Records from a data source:
--
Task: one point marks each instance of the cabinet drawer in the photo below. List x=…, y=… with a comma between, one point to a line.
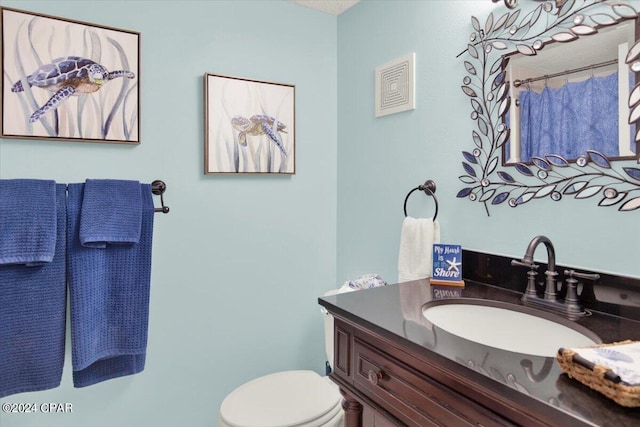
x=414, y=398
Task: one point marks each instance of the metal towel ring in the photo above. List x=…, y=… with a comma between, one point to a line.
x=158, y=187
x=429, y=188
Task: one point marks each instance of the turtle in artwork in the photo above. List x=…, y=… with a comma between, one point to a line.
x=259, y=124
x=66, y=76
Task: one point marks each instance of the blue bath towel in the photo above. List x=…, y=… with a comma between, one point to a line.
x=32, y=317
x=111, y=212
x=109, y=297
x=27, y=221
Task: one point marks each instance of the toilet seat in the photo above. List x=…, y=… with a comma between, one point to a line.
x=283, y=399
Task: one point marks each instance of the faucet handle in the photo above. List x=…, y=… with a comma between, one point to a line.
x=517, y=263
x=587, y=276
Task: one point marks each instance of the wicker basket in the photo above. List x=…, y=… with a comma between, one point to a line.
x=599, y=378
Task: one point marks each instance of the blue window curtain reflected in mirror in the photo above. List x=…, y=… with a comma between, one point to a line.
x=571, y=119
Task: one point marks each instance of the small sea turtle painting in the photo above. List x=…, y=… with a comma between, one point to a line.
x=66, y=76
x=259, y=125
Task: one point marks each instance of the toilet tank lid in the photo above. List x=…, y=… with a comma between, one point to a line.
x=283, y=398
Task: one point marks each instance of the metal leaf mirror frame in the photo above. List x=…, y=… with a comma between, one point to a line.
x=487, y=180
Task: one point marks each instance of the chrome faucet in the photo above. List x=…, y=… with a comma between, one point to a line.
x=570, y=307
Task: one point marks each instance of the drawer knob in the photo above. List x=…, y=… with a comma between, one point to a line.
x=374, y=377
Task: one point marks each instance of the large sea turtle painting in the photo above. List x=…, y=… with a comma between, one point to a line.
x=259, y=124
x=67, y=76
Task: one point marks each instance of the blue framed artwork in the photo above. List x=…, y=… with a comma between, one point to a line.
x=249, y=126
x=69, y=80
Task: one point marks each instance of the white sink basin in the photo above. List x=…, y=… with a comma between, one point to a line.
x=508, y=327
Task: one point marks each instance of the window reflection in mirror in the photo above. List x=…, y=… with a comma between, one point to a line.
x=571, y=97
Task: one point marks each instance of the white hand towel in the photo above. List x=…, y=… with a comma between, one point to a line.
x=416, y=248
--
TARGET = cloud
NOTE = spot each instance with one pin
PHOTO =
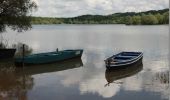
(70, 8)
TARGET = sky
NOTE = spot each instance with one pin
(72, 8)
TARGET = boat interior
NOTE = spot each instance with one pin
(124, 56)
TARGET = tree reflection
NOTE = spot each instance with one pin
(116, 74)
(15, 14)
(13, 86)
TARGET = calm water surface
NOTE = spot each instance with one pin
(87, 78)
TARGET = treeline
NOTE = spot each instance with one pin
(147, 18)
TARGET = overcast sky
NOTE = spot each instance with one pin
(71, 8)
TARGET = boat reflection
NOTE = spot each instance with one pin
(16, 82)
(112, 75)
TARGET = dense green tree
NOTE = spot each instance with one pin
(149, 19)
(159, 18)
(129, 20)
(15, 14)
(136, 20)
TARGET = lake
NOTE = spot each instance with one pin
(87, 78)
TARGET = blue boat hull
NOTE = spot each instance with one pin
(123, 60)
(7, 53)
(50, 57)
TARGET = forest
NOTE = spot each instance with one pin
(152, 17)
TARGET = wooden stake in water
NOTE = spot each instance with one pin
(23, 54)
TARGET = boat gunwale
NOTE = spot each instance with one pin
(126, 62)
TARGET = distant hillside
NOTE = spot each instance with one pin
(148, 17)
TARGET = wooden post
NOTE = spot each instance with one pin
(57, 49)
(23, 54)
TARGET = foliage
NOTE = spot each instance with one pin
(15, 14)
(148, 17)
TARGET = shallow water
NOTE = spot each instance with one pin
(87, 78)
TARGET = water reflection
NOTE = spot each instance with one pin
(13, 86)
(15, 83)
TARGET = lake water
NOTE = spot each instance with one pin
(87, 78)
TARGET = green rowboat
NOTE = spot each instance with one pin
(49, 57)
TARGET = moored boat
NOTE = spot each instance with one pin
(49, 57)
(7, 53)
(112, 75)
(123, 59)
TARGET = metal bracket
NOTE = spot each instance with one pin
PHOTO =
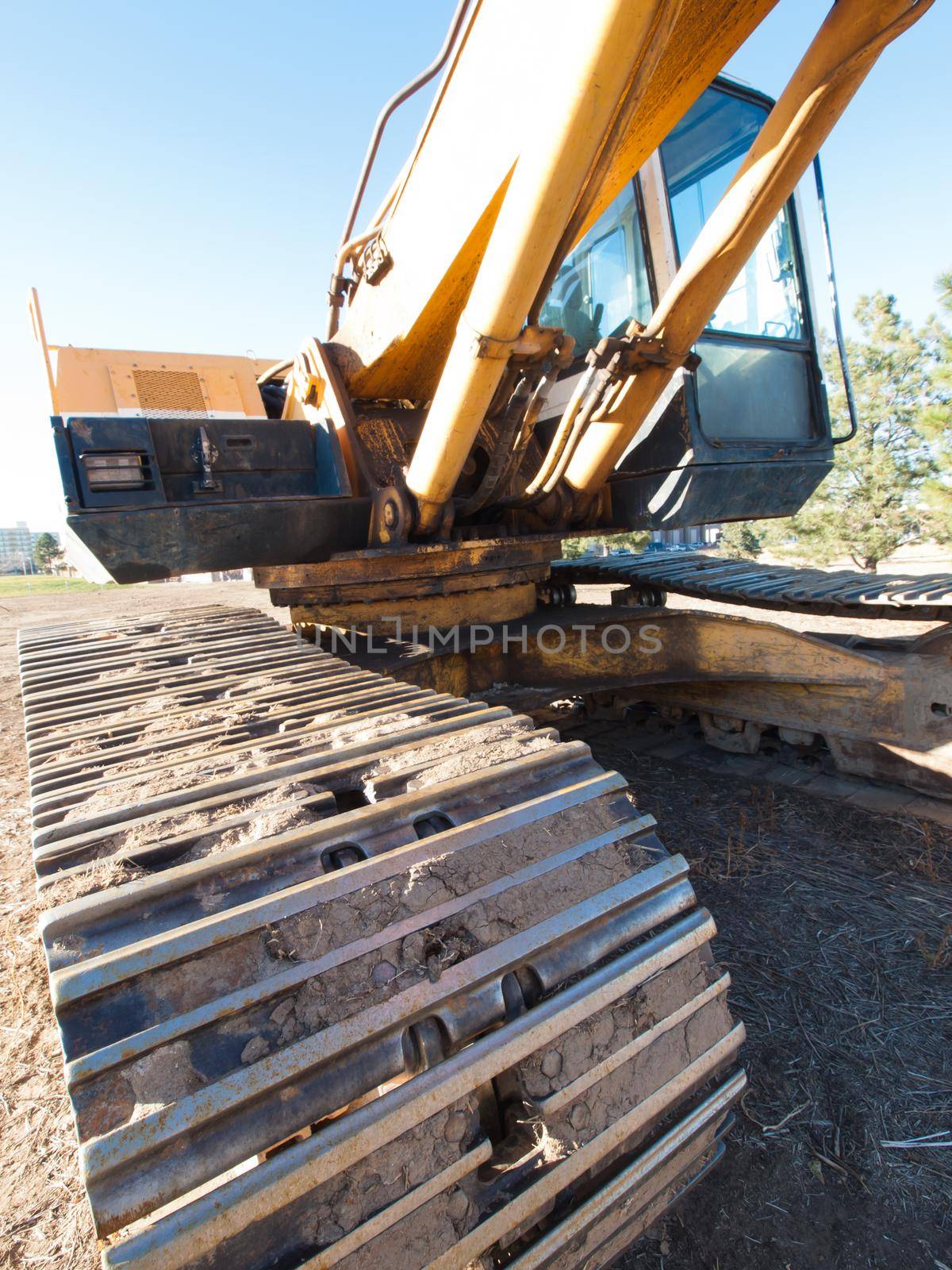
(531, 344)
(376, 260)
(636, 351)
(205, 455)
--
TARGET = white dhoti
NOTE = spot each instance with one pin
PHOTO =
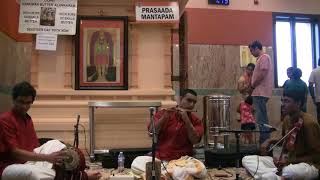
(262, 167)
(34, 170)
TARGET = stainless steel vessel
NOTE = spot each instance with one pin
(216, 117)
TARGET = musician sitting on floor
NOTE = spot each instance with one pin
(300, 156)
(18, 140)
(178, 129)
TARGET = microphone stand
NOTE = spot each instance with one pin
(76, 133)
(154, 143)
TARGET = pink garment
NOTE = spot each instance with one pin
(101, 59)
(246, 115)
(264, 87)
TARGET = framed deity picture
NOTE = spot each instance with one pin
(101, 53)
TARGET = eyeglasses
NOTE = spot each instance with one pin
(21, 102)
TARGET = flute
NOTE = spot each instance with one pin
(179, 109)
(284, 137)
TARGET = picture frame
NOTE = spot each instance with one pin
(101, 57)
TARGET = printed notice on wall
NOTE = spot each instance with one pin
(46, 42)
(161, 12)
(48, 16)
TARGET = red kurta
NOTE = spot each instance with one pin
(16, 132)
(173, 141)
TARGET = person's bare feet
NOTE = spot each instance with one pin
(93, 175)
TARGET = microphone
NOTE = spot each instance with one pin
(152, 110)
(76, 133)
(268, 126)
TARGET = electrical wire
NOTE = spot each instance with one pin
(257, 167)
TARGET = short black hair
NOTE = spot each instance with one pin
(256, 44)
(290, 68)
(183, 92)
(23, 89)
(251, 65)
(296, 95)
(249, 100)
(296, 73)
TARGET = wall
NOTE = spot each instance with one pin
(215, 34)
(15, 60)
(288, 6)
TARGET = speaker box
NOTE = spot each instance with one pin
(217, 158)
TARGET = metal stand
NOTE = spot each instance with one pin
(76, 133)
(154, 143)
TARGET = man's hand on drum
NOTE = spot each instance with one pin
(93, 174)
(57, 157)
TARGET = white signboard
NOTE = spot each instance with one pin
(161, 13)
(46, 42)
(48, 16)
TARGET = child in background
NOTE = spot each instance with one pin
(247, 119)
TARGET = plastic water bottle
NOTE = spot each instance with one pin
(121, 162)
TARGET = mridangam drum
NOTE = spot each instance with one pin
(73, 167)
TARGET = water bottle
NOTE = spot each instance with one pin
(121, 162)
--
:: Assignment ::
Copy each line of the data that contains the word "wall".

:: Answer space ::
TARGET = printed notice on wall
TARGET = wall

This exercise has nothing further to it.